→ **Recorded data**

---

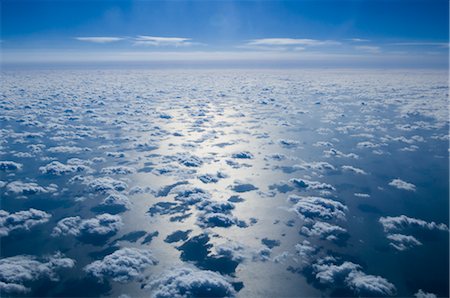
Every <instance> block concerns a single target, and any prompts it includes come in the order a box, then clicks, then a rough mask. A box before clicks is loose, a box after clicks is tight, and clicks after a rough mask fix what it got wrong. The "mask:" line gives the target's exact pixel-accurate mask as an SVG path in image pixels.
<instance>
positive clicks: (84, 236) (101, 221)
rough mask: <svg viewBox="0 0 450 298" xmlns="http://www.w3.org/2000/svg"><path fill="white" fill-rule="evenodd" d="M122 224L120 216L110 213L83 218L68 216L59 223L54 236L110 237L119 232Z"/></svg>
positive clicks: (53, 230)
mask: <svg viewBox="0 0 450 298" xmlns="http://www.w3.org/2000/svg"><path fill="white" fill-rule="evenodd" d="M122 225H123V223H122V219H121V217H120V216H118V215H111V214H108V213H105V214H100V215H97V216H96V217H94V218H89V219H81V218H80V217H79V216H73V217H66V218H63V219H61V220H60V221H59V222H58V223H57V225H56V226H55V228H54V229H53V232H52V236H53V237H57V236H62V235H72V236H77V237H81V238H82V239H83V238H84V239H85V240H88V237H96V236H97V237H108V236H112V235H114V234H115V233H117V231H118V230H119V229H120V228H121V227H122Z"/></svg>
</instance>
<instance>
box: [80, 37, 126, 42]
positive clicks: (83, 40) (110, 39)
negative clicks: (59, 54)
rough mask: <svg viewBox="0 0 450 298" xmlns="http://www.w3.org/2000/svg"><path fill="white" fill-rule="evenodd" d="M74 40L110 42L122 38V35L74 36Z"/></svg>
mask: <svg viewBox="0 0 450 298" xmlns="http://www.w3.org/2000/svg"><path fill="white" fill-rule="evenodd" d="M75 39H76V40H79V41H86V42H93V43H111V42H117V41H121V40H124V38H122V37H112V36H95V37H75Z"/></svg>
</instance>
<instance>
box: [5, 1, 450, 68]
mask: <svg viewBox="0 0 450 298" xmlns="http://www.w3.org/2000/svg"><path fill="white" fill-rule="evenodd" d="M448 12H449V7H448V1H445V0H422V1H416V0H411V1H407V0H392V1H387V0H386V1H384V0H377V1H375V0H353V1H322V0H319V1H312V0H305V1H282V0H279V1H232V0H230V1H181V0H180V1H126V0H122V1H118V0H117V1H108V0H97V1H84V0H78V1H69V0H63V1H56V0H53V1H40V0H33V1H23V0H2V1H1V43H0V45H1V50H2V51H1V60H2V64H8V63H25V64H27V63H81V62H86V63H94V62H98V63H115V62H129V63H141V62H152V63H162V64H164V63H169V64H170V63H175V64H180V63H187V64H199V65H218V64H223V65H249V66H252V65H253V66H255V65H256V66H257V65H263V66H268V65H269V66H270V65H272V66H273V65H275V66H305V67H309V66H312V67H314V66H320V67H399V68H403V67H421V68H447V65H448V42H449V36H448V34H449V26H448V22H449V15H448Z"/></svg>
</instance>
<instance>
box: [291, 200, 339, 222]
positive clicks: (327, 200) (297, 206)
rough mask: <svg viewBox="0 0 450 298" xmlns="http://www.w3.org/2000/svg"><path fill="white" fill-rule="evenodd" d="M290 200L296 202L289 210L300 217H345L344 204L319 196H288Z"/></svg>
mask: <svg viewBox="0 0 450 298" xmlns="http://www.w3.org/2000/svg"><path fill="white" fill-rule="evenodd" d="M289 200H290V201H291V202H296V203H295V205H294V206H292V208H291V210H293V211H295V212H296V213H297V214H298V215H299V216H300V217H301V218H304V219H314V218H320V219H323V220H331V219H345V212H346V211H347V206H345V205H344V204H342V203H340V202H338V201H334V200H330V199H326V198H321V197H300V196H294V195H293V196H290V197H289Z"/></svg>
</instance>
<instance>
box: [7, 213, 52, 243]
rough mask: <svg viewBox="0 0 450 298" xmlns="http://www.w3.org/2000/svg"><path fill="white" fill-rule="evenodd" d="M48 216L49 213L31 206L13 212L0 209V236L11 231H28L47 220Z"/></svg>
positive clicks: (49, 216) (9, 232) (49, 217)
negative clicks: (21, 209)
mask: <svg viewBox="0 0 450 298" xmlns="http://www.w3.org/2000/svg"><path fill="white" fill-rule="evenodd" d="M50 217H51V214H49V213H47V212H44V211H41V210H36V209H33V208H31V209H29V210H23V211H18V212H15V213H9V212H7V211H4V210H0V236H2V237H3V236H8V234H9V233H10V232H12V231H20V230H25V231H29V230H30V229H31V228H33V227H34V226H36V225H39V224H43V223H46V222H48V221H49V219H50Z"/></svg>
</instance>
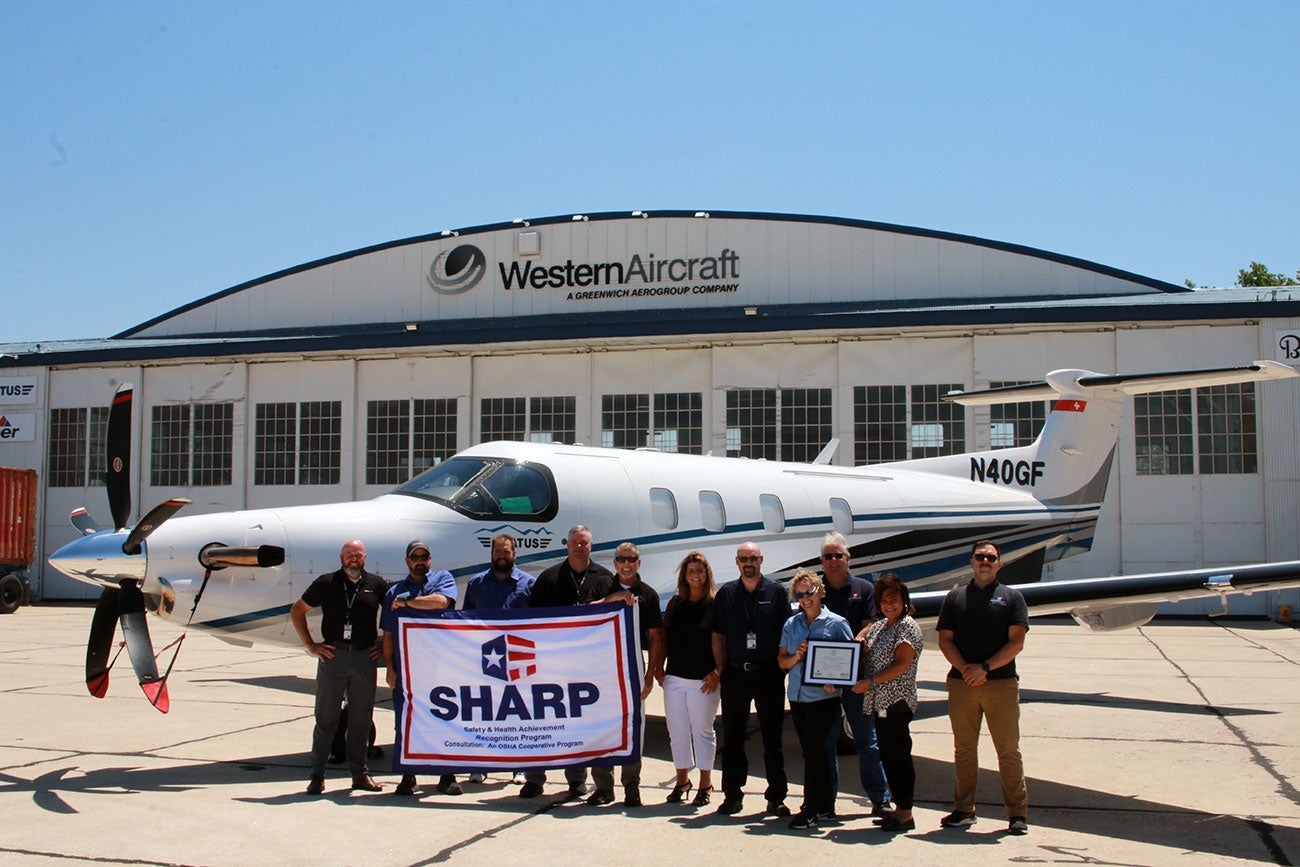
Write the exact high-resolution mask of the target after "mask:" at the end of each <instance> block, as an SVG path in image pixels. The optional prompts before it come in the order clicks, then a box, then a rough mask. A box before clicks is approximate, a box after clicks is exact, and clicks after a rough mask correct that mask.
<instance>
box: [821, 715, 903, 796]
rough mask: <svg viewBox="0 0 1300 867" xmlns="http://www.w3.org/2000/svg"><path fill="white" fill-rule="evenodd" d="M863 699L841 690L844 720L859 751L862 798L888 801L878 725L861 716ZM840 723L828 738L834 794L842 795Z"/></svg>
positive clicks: (854, 744) (832, 789)
mask: <svg viewBox="0 0 1300 867" xmlns="http://www.w3.org/2000/svg"><path fill="white" fill-rule="evenodd" d="M863 698H865V697H863V695H858V694H857V693H855V692H853V690H852V689H842V690H840V705H841V706H842V707H844V719H845V720H846V721H848V723H849V731H850V732H853V746H854V747H855V749H857V750H858V779H859V780H861V781H862V794H865V796H867V797H868V798H871V799H872V801H888V799H889V786H888V784H887V783H885V770H884V766H883V764H881V763H880V750H879V749H878V747H876V724H875V715H874V714H865V712H862V699H863ZM839 721H840V720H836V724H835V725H832V727H831V731H829V732H827V736H826V754H827V758H828V759H829V762H831V790H832V792H835V793H839V792H840V755H839V753H840V750H839V746H840V725H839Z"/></svg>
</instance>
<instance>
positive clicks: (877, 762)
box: [822, 533, 891, 816]
mask: <svg viewBox="0 0 1300 867" xmlns="http://www.w3.org/2000/svg"><path fill="white" fill-rule="evenodd" d="M822 575H823V576H826V597H823V599H822V604H824V606H826V607H827V608H829V610H831V611H833V612H835V614H837V615H840V616H841V617H844V619H845V620H848V621H849V629H850V630H852V632H853V634H854V636H858V634H861V633H862V632H863V630H865V629H867V628H870V627H871V621H872V620H874V619H875V617H874V616H872V615H874V614H875V612H874V611H872V610H871V594H872V590H874V589H875V585H874V584H872V582H871V581H868V580H867V578H859V577H858V576H855V575H852V573H850V572H849V541H848V539H845V538H844V536H841V534H840V533H827V536H826V538H823V539H822ZM840 706H841V708H842V711H844V719H845V720H848V723H849V731H850V732H853V746H854V749H855V750H857V751H858V779H859V781H861V783H862V793H863V794H865V796H867V797H868V798H870V799H871V815H874V816H884V815H888V814H889V810H891V807H889V786H888V784H887V783H885V768H884V766H883V764H881V763H880V749H879V747H878V746H876V723H875V719H874V718H872V715H871V712H870V711H867V712H866V714H863V712H862V695H859V694H857V693H855V692H853V690H852V689H841V690H840ZM840 732H841V727H840V725H839V724H836V725H833V727H831V733H829V734H828V736H827V741H826V757H827V762H829V764H831V794H837V793H839V792H840V755H839V746H840Z"/></svg>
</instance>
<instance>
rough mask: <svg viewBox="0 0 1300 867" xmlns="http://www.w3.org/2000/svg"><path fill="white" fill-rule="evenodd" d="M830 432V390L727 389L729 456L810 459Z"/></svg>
mask: <svg viewBox="0 0 1300 867" xmlns="http://www.w3.org/2000/svg"><path fill="white" fill-rule="evenodd" d="M831 437H832V425H831V389H732V390H729V391H727V455H728V456H731V458H763V459H767V460H798V461H809V460H813V459H814V458H816V455H818V452H820V451H822V448H823V447H824V446H826V443H827V442H829V439H831Z"/></svg>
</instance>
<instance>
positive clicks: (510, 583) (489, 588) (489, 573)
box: [464, 533, 537, 785]
mask: <svg viewBox="0 0 1300 867" xmlns="http://www.w3.org/2000/svg"><path fill="white" fill-rule="evenodd" d="M536 581H537V578H534V577H533V576H530V575H529V573H528V572H524V571H523V569H517V568H515V537H513V536H511V534H510V533H498V534H497V536H494V537H491V565H490V567H489V568H486V569H484V571H482V572H480V573H478V575H476V576H474V577H472V578H469V582H468V584H467V585H465V604H464V610H465V611H482V610H490V611H497V610H502V608H526V607H529V599H530V598H532V595H533V584H536ZM485 779H486V776H485V775H484V773H482V771H474V772H473V773H471V775H469V781H471V783H482V781H484V780H485ZM512 783H515V784H516V785H523V784H524V783H526V780H525V779H524V772H523V771H515V777H513V780H512Z"/></svg>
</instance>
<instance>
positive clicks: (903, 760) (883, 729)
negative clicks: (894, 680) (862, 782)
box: [876, 702, 917, 810]
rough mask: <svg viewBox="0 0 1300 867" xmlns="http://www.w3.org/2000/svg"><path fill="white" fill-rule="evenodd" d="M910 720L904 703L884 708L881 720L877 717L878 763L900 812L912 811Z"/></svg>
mask: <svg viewBox="0 0 1300 867" xmlns="http://www.w3.org/2000/svg"><path fill="white" fill-rule="evenodd" d="M913 716H914V715H913V712H911V708H910V707H907V703H906V702H894V703H893V705H891V706H889V707H887V708H885V715H884V716H880V715H876V737H878V738H879V741H880V760H881V762H883V763H884V766H885V775H887V776H888V777H889V788H891V789H892V790H893V796H894V805H897V807H898V809H900V810H911V797H913V793H915V790H917V766H915V764H913V760H911V728H910V727H911V719H913Z"/></svg>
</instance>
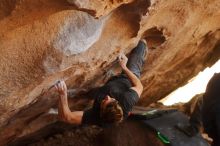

---

→ **The problem**
Give back the data word for word, starting at its beginning and ending at the line that contains "positive clicks: (53, 230)", with that line included. Leave the pictures out of your answer.

→ **Response to this task**
Every <instance> block concerns a single target, and any prompts it includes come in the order a box, then clicks, then a rough mask. A box before clicks is loose, a box after clicks is tight, and clicks after a rough mask fix what it got wrong. The "mask:" line gives the target's exact pixel-accurate mask as an SVG path in image pixels.
<instance>
positive clicks: (84, 236) (101, 221)
rough mask: <svg viewBox="0 0 450 298" xmlns="http://www.w3.org/2000/svg"><path fill="white" fill-rule="evenodd" d="M122 224L120 216L110 213L83 218L68 216L59 223L54 236L110 237L119 232Z"/></svg>
positive clicks: (53, 230)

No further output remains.